» Text shown
Once a command sequence is in place, the actual execution can take place:

Diagram showing control flow of the actual phase

The execution phase runs the generated command sequence against the real system. The preconditions are still re-evaluated to ensure consistency so that if a generated precondition that used to work suddenly fails, the entire test also fails. The next symbolic call in the list is executed, with its result stored. The postcondition is then evaluated, and if it succeeds, the state transition for the command is applied to the state and the next command can be processed.

11.3. Structure of Properties

As with stateful tests, the structure of state machine properties may vary from project to project, but a common set of functionality intersects all of them:

-export([initial_state/0, initial_state_data/0,
         on/1, off/1, service/3 (1)
         weight/3, precondition/4, postcondition/5, next_state_data/5]).

prop_test() ->
    ?FORALL(Cmds, proper_fsm:commands(?MODULE), (2)
            {History,State,Result} = proper_fsm:run_commands(?MODULE, Cmds), (3)
            ?WHENFAIL(io:format("History: ~p\nState: ~p\nResult: ~p\n",
                                    command_names(Cmds)), (4)
                                Result =:= ok))

-record(data, {}).

%% Initial state for the state machine
initial_state() -> off. (5)
%% Initial model data at the start. Should be deterministic.
initial_state_data() -> #data{}. (6)

%% State commands generation
on(_Data) -> [{off, {call, actual_system, some_call, [term(), term()]}}]. (7)

off(_Data) ->
    [{off, {call, actual_system, some_call, [term(), term()]}},
     {history, {call, actual_system, some_call, [term(), term()]}}, (8)
     {{service,sub,state}, {call, actual_system, some_call, [term()]}}]. (9)

service(_Sub, _State, _Data) -> (10)
    [{on, {call, actual_system, some_call, [term(), term()]}}].

%% Optional callback, weight modification of transitions
weight(_FromState, _ToState, _Call) -> 1. (11)

%% Picks whether a command should be valid. (12)
precondition(_From, _To, #data{}, {call, _Mod, _Fun, _Args}) -> true.

%% Given the state states and data *prior* to the call `{call, Mod, Fun, Args}',
%% determine if the result `Res' (coming from the actual system) makes sense. (13)
postcondition(_From, _To, _Data, {call, _Mod, _Fun, _Args}, _Res) -> true.

%% Assuming the postcondition for a call was true, update the model
%% accordingly for the test to proceed. (14)
next_state_data(_From, _To, Data, _Res, {call, _Mod, _Fun, _Args}) ->
    NewData = Data,
1 Each state of the state machine has its own function to act as a command generator
2 The proper_fsm module exports its own commands/1 function to tie all generators together for state machines
3 It similarly exports its own run_commands/2 function for the execution of the state machine model
4 Outputting data after the test runs requires a bit more set up than for stateful tests; zip/2 is an auto-imported variant of lists:zip/2 made for PropEr’s output.

» Supplied material
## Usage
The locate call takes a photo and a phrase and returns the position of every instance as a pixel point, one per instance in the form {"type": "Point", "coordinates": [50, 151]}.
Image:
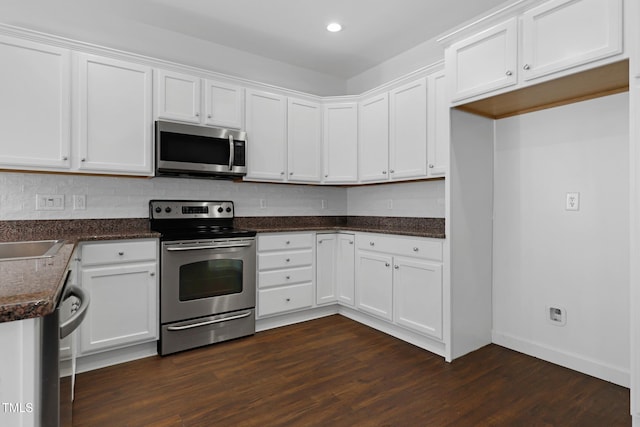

» Work to complete
**a.** According to the state machine testing text, what happens to the entire test if a generated precondition that used to work suddenly fails during execution?
**b.** Decide whether each statement agrees with the state machine testing text, and support each yes or no with the deciding words quoted from it: (i) The weight callback is optional. (ii) The initial model data may vary from run to run. (iii) The proper_fsm module exports its own run_commands/2 function.
**c.** Pick up the state machine testing text after its last sentence and carry it forward.
The material is separate from the state machine testing text.

» Results
**a.** The entire test also fails.

**b.**
(i) Yes: "Optional callback, weight modification of transitions"
(ii) No: "Should be deterministic."
(iii) Yes: "It similarly exports its own run_commands/2 function for the execution of the state machine model"

**c.**
5 Finite state machine model’s initial state
6 Model’s initial data, should be deterministic
7 A call from this state will transition to the off state
8 A call with the history state will remain in the same state it already was
9 Nested states can be represented as a tuple
10 Special state callback format for nested states
11 Relative probability of specific state transitions to take place. If unspecified, all transition probabilities are equal.
12 Precondition. If it returns true to a given command, it will be used. Returning false will force a new attempt at generating a command.
13 Postcondition. The result of the actual system execution is in _Res.
14 Transition the model’s data. The value for _Res will be a symbolic placeholder during symbolic execution. Treat as an opaque value that cannot be modified.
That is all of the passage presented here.